§ **INSTRUCTION**: Reproduce word for word the stretch of data below from its first line through the line containing "top-left (230, 141), bottom-right (337, 192)", with both of those lines included.

§ **Extracted records**:
★ ★ ★ ★ ★ ★ ★
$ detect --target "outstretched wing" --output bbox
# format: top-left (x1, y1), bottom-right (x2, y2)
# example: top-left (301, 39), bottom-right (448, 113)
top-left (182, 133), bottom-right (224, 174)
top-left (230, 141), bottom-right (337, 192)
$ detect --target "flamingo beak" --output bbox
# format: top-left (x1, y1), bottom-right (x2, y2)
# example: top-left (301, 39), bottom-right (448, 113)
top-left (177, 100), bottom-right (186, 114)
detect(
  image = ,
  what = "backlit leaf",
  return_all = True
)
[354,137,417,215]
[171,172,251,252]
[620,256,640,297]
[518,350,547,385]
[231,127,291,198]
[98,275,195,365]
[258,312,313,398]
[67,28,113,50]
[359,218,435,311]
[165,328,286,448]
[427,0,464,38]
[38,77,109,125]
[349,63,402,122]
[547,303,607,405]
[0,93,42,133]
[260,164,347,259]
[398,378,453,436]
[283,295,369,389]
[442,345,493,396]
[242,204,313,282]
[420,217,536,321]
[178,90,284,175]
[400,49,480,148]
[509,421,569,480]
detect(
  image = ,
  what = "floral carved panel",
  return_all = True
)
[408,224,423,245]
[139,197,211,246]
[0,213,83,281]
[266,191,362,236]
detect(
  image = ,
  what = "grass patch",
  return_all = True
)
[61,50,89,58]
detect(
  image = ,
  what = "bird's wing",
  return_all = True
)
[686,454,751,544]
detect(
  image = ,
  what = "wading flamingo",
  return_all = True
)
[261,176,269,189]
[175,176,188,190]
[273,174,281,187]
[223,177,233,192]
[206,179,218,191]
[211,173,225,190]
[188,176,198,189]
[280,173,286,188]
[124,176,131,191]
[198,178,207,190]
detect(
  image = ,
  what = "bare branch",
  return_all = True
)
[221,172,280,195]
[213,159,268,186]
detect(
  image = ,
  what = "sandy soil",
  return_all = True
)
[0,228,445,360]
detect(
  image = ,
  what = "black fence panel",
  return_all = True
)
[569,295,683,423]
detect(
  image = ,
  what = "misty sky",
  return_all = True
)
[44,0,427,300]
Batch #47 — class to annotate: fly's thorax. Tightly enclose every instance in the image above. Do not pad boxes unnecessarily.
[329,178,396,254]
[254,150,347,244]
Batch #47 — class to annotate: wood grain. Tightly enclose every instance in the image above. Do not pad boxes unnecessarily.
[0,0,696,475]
★ ★ ★ ★ ★ ★ ★
§ **EXPECTED OUTPUT**:
$ detect --target "outstretched wing" --output bbox
# format: top-left (x1, y1), bottom-right (x2, y2)
# example: top-left (301, 39), bottom-right (448, 113)
top-left (182, 133), bottom-right (224, 174)
top-left (230, 141), bottom-right (337, 192)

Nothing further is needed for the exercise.